What is required
Return the stretch of the dementia passage from "This can be" up to and including "end of life.", copied word for word.

Excerpted passage

- - - - -

But it turns out there’s something of a silver lining to this stage of life. I’m not an expert on these things. But I gather than senility gradually transitions into dementia. It’s not an insane thing, but rather a deterioration of cognitive capacity that makes thoughts bounce around the head like ping-pong balls rather than follow a logical path. Names come into conversation that you haven’t heard in years. She sees and has conversations with people who haven’t been alive for decades. Sometimes if you walk out of her room and then back into it a few minutes later, she’ll greet you as if she hasn’t seen you in ages.

This can be a little disconcerting the first few times you experience it. You can easily become frustrated that the important conversation you just had with her has just as quickly left her verbal mind. But over time I’ve come to recognize that dementia might just be our body’s last and best gift to us as we approach the end of life.

- - - - -

Excerpted data

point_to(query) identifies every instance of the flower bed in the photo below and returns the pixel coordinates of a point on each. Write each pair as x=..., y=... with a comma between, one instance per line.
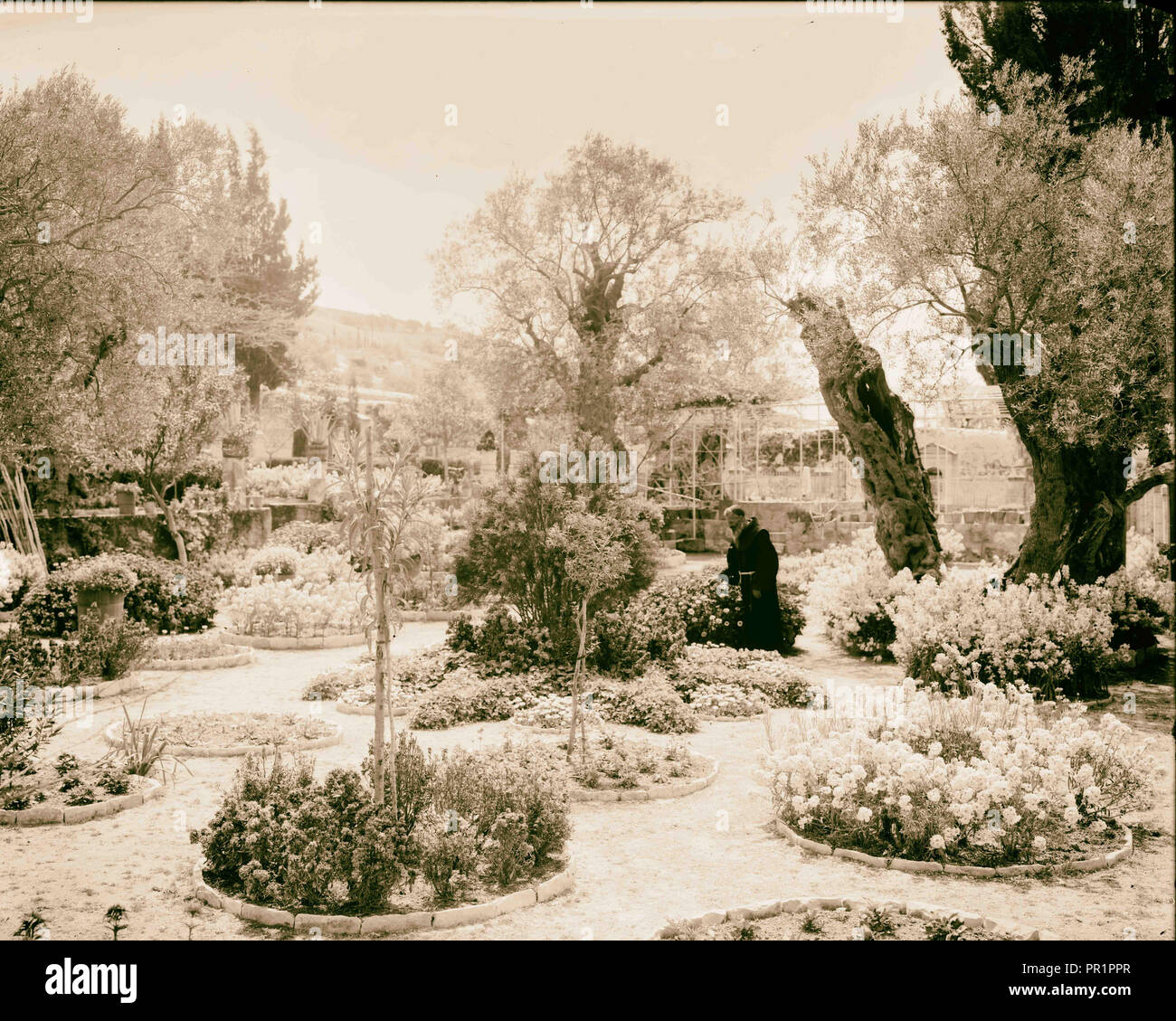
x=407, y=680
x=228, y=734
x=854, y=594
x=846, y=919
x=466, y=827
x=955, y=633
x=283, y=610
x=720, y=683
x=991, y=780
x=60, y=808
x=165, y=597
x=201, y=652
x=73, y=790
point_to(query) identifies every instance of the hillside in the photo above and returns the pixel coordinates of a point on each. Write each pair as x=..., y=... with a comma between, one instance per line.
x=380, y=351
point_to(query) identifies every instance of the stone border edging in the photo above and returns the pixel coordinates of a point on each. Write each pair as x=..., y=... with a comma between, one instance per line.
x=662, y=793
x=365, y=924
x=71, y=814
x=206, y=664
x=984, y=872
x=348, y=709
x=330, y=641
x=235, y=751
x=915, y=910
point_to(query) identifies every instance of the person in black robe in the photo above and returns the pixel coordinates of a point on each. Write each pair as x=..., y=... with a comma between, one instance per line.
x=752, y=563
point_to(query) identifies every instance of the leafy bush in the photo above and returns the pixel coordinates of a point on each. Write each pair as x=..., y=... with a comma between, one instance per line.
x=502, y=644
x=953, y=634
x=283, y=609
x=708, y=610
x=106, y=572
x=855, y=597
x=507, y=551
x=106, y=648
x=466, y=697
x=306, y=536
x=648, y=703
x=281, y=837
x=274, y=560
x=18, y=573
x=165, y=597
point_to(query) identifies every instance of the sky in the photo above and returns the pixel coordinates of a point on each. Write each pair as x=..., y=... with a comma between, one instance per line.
x=351, y=101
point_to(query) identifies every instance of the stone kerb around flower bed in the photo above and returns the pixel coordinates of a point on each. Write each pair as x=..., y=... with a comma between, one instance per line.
x=364, y=924
x=659, y=793
x=910, y=865
x=238, y=659
x=113, y=736
x=42, y=816
x=330, y=641
x=913, y=908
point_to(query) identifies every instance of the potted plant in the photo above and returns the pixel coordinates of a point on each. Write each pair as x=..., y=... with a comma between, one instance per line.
x=102, y=581
x=125, y=496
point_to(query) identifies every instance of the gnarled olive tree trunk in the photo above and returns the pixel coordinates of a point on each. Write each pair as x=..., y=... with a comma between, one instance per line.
x=880, y=430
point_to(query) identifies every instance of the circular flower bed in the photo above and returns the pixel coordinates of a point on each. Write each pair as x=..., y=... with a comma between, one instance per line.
x=846, y=919
x=469, y=837
x=206, y=735
x=90, y=800
x=989, y=781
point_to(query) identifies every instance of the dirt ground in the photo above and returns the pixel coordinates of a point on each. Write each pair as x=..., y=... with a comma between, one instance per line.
x=636, y=864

- - - - -

Response
This can be a little disconcerting the first few times you experience it. You can easily become frustrated that the important conversation you just had with her has just as quickly left her verbal mind. But over time I’ve come to recognize that dementia might just be our body’s last and best gift to us as we approach the end of life.